Filter the listing below for "instance" and report every line that has it.

[[ Data extract open ]]

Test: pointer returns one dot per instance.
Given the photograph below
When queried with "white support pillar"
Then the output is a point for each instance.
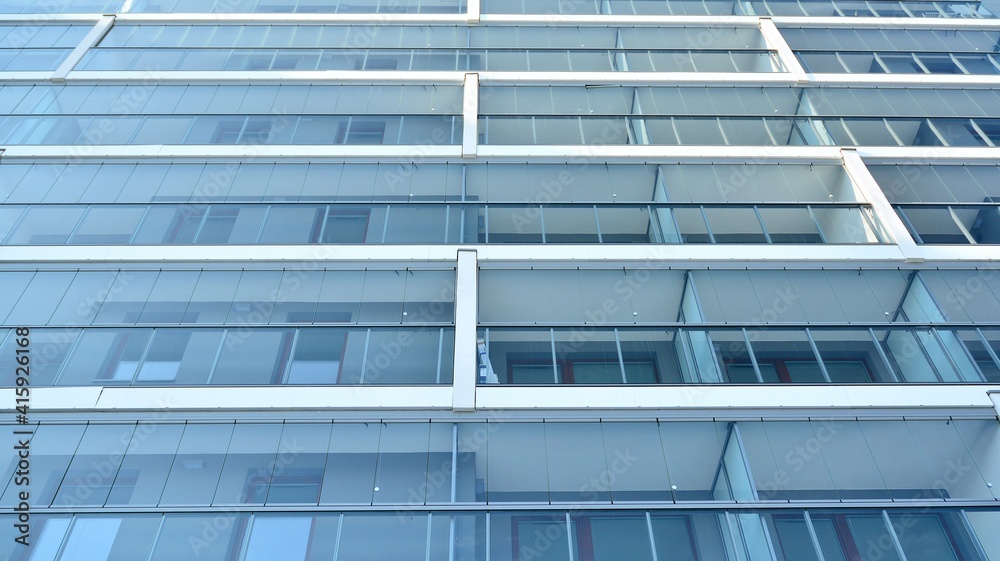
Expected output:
(100, 29)
(470, 116)
(774, 40)
(466, 352)
(872, 193)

[[ Data extract closed ]]

● Response to this task
Test: pointer returns one dot per instance.
Then the output is a point for each instance.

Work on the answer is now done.